▶ [What you need to do] Each line of the records that includes "statue" should be found and copied.

Recorded data:
*****
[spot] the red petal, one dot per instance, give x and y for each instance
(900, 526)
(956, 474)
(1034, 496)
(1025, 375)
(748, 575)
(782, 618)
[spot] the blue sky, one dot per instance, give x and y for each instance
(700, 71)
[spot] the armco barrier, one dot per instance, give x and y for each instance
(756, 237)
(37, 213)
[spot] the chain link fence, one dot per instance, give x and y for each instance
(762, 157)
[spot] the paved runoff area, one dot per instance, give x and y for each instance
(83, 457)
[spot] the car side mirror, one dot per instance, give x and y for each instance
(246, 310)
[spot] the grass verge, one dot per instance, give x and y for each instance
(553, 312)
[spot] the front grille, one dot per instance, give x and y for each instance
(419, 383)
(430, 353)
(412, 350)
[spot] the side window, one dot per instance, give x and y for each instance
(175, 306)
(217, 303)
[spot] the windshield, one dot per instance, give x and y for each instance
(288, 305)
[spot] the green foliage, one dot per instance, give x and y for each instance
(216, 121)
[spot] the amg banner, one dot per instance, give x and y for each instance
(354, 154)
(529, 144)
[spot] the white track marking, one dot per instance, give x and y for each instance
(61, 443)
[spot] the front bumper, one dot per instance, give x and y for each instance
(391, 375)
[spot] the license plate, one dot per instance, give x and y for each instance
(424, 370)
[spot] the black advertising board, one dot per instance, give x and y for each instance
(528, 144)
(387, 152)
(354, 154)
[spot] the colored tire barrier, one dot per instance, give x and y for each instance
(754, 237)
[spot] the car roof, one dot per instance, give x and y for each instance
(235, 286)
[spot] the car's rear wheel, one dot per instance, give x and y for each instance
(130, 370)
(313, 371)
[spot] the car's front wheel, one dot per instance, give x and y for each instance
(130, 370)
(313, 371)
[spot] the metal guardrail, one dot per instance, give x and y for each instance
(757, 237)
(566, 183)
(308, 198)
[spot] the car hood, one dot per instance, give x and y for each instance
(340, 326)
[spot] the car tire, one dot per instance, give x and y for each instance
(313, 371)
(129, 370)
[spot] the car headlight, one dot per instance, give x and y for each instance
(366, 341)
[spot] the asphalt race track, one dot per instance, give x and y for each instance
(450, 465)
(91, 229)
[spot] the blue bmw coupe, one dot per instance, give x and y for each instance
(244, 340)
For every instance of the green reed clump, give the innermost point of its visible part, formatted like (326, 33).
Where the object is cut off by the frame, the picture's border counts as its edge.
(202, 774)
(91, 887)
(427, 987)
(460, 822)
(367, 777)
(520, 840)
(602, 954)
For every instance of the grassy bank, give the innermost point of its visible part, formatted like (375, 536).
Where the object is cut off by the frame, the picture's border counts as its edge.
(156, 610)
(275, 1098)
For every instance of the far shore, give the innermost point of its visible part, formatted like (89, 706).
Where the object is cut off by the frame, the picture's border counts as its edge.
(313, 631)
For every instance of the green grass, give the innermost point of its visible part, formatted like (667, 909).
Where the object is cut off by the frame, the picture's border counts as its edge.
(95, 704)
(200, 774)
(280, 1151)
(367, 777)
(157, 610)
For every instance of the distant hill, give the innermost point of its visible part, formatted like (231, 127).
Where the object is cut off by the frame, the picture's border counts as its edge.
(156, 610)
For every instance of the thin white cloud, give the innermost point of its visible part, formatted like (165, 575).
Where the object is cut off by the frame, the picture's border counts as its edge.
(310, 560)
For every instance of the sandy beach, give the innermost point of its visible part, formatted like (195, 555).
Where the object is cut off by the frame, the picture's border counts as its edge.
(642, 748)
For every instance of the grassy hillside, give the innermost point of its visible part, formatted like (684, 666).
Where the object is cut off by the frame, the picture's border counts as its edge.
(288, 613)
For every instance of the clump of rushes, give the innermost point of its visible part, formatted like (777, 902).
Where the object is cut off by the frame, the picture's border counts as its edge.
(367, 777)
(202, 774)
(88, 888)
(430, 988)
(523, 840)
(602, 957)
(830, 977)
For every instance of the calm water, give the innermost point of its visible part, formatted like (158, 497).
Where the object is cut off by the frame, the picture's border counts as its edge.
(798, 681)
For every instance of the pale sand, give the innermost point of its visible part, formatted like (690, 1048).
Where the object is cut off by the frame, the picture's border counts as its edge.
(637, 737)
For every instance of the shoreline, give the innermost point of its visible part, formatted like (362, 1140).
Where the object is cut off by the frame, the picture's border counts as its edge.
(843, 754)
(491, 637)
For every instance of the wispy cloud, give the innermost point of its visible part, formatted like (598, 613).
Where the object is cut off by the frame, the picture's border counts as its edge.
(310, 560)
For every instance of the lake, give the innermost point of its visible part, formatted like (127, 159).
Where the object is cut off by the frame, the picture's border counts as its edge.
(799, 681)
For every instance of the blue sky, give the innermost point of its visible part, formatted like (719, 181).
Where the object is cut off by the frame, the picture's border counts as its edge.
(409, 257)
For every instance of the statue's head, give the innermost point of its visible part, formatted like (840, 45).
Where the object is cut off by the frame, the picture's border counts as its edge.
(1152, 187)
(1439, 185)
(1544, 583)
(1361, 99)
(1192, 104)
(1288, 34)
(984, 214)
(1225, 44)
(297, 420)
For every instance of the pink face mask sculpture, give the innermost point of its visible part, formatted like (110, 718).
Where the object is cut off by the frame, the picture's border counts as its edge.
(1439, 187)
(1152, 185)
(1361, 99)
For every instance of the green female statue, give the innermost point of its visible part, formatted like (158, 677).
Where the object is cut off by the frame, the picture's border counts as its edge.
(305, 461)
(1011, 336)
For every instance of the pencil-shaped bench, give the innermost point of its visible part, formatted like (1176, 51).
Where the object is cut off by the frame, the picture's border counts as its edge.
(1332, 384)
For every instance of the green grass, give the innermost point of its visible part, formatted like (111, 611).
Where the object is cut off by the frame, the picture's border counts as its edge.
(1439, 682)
*****
▶ [Result]
For every instance of the statue's head, give the innermost point of its visible part, formatted like (840, 45).
For every instance of the green female statue, give the innermost point of its visible part, formatted like (158, 677).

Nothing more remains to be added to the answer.